How would the figure captions on salivary metatranscriptome cancer screening, shown below, go on after their last sentence? Write the next part.

■ Source text
────────────────────────────────────────
Fig. 1Descriptive statistics of salivary metatranscriptome of the high-risk population (Cohort A in Table 1).
a Species richness; control median 463, case median 415 and function richness; control median 2306, case median 2205. b Shannon diversity index; control mean 2.25, case mean 2.20; and Inverse Simpson diversity index; control mean 3.41, case mean 3.26. c Using Mann–Whitney U tests and at least twofold difference in means (0.69 in CLR space), 139 differentially expressed species (at p < 0.05) up- or downregulated (red and blue respectively) in cases relative to controls, organized by genus and phylum (median difference in CLR values); the size of the bubble is inversely proportional to the p value. d Using Mann–Whitney U tests and at least twofold difference in means (0.69 in CLR space), 49 differentially expressed KOs (at p < 0.05) up- or downregulated in cases relative to controls, organized by KEGG level-3 and level-2 functional groups; the size of each triangle is inversely proportional to its p value e Clustermap using Euclidean distance of CLR transformed sum(transcripts per million) data for active function (KO) features significant by Mann–Whitney U tests. Features are shown with corrected p values < 0.01 and median CLR differences between the cohorts of greater than 0 or less than −1. KOs are color coded by their KEGG level-3 functional group.
Fig. 2Predictive performance of machine-learnt classifier trained with discovery dataset (Cohort A in Table 1).
a Distribution of classifier output probabilities across the sample set. b Sensitivity & specificity tradeoff with 95% confidence interval computed using the Clopper-Pearson method; at the default decision boundary of 0.5, sensitivity is 0.81 and specificity is 0.85. c ROC AUC of the classifier using the LOOCV method is 0.87 (blue curve); using differentially expressed features only is 0.76 (orange curve). d Classifier probabilities separated by gender. e Classifier probabilities separated by smoking status. f PCA analysis using top 100 features (PC1 and PC2 capture 10.2% and 6.3% of the total variation, respectively.). g Probability of cancer output from the classifier for control samples with and without interference from chewing gum, chewing tobacco, and brushing teeth.
────────────────────────────────────────
■ Raw data
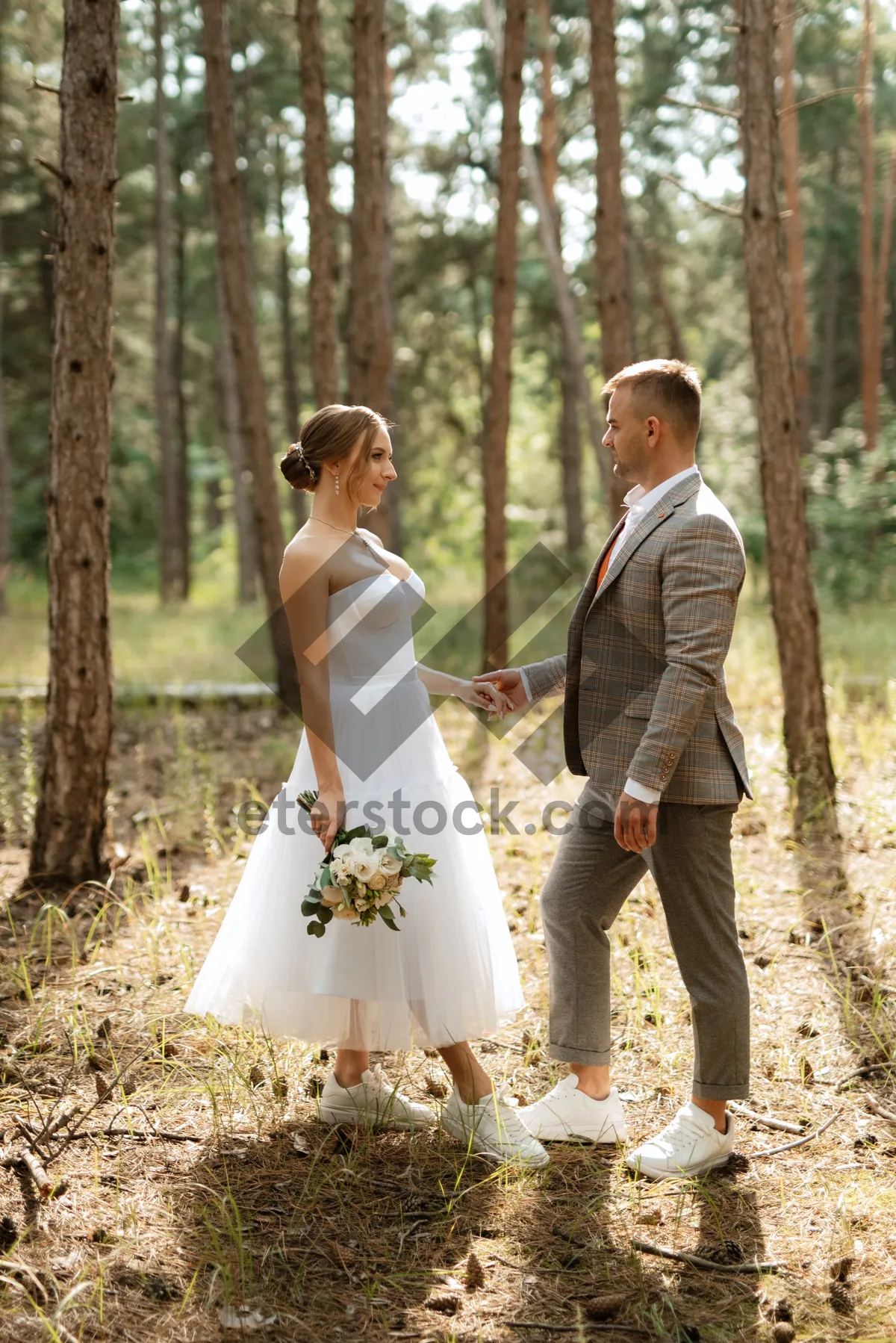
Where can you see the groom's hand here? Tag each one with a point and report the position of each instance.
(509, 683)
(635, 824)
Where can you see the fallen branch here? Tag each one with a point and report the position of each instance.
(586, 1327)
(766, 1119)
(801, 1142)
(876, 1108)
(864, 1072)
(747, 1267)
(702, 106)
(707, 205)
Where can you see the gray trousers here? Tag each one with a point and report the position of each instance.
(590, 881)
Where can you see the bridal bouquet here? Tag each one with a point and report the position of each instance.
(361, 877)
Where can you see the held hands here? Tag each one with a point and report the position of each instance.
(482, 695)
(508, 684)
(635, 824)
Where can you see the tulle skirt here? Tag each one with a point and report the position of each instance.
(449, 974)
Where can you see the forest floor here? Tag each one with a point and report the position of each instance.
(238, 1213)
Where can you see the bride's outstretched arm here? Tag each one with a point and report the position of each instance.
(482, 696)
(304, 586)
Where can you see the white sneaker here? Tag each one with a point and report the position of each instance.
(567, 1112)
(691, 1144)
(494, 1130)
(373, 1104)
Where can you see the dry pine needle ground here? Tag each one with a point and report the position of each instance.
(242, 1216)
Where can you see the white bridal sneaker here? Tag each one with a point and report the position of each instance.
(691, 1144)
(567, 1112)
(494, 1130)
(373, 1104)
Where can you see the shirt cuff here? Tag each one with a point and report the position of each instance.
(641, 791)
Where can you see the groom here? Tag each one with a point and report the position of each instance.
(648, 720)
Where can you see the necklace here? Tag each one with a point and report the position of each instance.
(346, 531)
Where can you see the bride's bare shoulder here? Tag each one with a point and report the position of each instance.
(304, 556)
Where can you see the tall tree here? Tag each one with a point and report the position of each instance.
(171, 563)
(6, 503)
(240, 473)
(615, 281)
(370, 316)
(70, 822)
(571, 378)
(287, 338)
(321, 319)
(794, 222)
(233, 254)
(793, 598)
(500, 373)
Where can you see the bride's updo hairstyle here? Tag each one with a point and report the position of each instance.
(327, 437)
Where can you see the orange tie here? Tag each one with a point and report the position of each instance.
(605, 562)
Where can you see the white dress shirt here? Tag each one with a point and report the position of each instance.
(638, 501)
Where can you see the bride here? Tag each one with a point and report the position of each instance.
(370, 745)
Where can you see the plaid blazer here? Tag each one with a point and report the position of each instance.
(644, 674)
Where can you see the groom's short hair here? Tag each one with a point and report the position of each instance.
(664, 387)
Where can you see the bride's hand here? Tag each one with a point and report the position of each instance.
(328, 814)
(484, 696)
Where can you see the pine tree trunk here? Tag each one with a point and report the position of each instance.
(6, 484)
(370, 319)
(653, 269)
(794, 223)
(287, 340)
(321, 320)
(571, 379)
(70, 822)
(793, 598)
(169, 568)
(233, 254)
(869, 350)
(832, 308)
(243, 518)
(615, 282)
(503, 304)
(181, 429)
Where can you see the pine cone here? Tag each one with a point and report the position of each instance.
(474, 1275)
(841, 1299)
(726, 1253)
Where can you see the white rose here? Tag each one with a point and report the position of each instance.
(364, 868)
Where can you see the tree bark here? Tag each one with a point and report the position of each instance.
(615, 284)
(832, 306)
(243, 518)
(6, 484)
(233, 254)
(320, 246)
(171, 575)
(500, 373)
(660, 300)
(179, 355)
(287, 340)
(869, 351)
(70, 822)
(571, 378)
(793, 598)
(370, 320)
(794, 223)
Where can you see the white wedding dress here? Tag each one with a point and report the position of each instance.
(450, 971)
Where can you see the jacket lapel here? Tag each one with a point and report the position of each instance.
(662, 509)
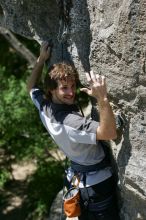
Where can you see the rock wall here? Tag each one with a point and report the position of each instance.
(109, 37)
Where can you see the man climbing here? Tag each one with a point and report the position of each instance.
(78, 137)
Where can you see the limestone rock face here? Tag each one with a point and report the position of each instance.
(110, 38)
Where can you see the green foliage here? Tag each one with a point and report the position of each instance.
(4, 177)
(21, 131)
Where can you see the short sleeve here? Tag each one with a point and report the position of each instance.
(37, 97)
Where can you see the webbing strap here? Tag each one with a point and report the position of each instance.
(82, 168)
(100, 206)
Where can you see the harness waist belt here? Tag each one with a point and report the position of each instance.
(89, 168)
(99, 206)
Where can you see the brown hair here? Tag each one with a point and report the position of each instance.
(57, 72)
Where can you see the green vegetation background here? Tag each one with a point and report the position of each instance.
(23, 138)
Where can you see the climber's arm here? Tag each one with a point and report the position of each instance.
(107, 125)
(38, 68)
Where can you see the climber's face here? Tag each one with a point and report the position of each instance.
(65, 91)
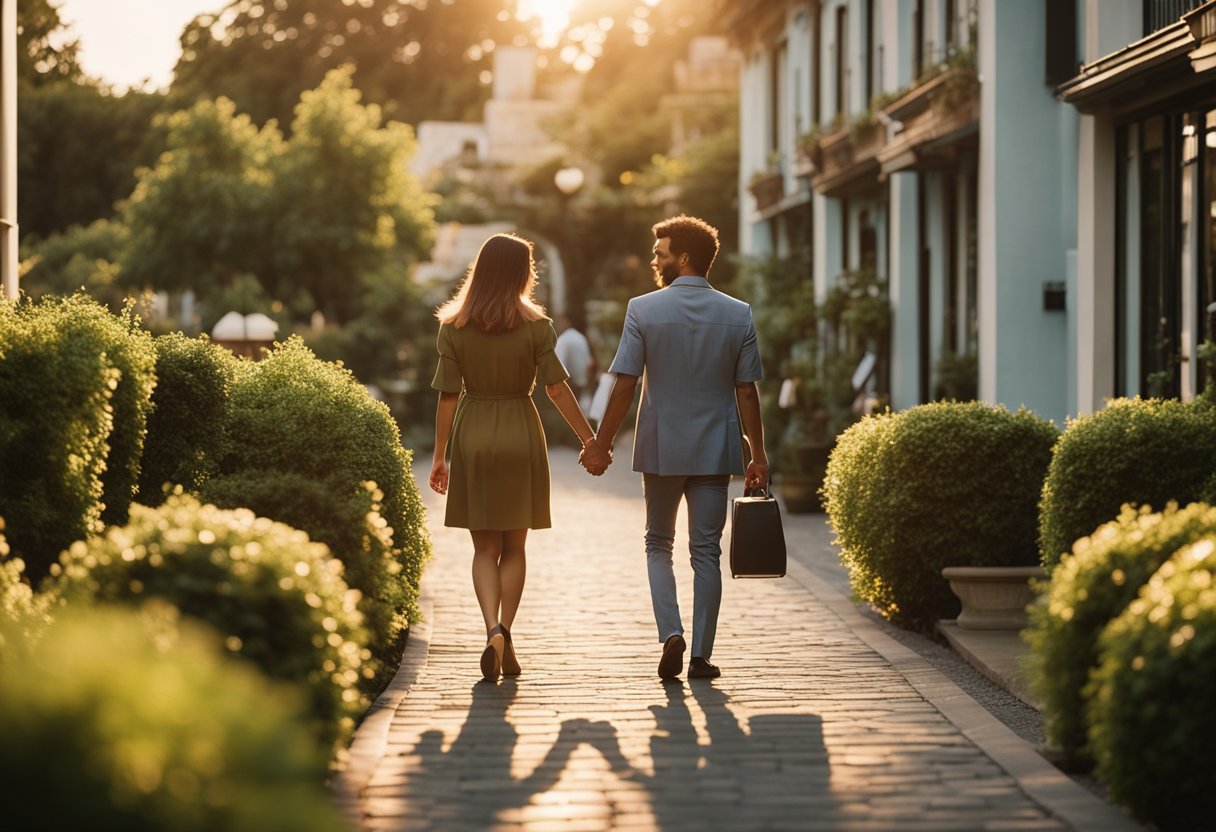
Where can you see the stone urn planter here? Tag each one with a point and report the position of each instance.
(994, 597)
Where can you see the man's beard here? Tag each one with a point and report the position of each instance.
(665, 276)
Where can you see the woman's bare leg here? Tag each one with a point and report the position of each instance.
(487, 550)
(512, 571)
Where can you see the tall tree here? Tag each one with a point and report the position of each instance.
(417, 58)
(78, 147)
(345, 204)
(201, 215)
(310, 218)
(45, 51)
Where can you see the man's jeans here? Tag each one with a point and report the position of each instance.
────────────────────────────────────────
■ Output
Model performance for cohorts described in Table 1.
| A: High-risk | B: High-risk CV | C: Average-risk OC only | D: Average-risk Technical validation | |
|---|---|---|---|---|
| ROC AUC | 0.87 | 0.87 | 0.90 | n/a |
| Sensitivity | 81% | 83% | 76% | n/a |
| Specificity | 85% | 79% | 88% | 97.9% |
| True positives by stage | ||||
| OPMD | 7/10 | 11/14 | n/a | n/a |
| OC Stage 1 | 12/13 | 11/14 | 12/14 | n/a |
| OC Stage 2 | 11/16 | 12/17 | 11/16 | n/a |
| OC Stage 3 | 1/2 | 2/2 | 2/3 | n/a |
| OC Stage 4 | 13/14 | 18/19 | 10/14 | n/a |
For sensitivity and specificity, we used the standard default clinical decision threshold of prediction probability = 0.5. Technical validation for the average-risk cohort D was performed using the model developed for Cohort A.
Fig. 3Oral metatranscriptomic signature from the ML classifier trained with Cohort A from Table 1.
Effect sizes (coefficient values within the classification model) of 101 active species (circles) and 247 active KOs (triangles), grouped into curated Viome Functional Categories (VFC), see ‘Supplementary Note 4’ section of the Supplementary Material; sizes of circles or triangles are proportional to the CLR median difference in expression level between cases and controls.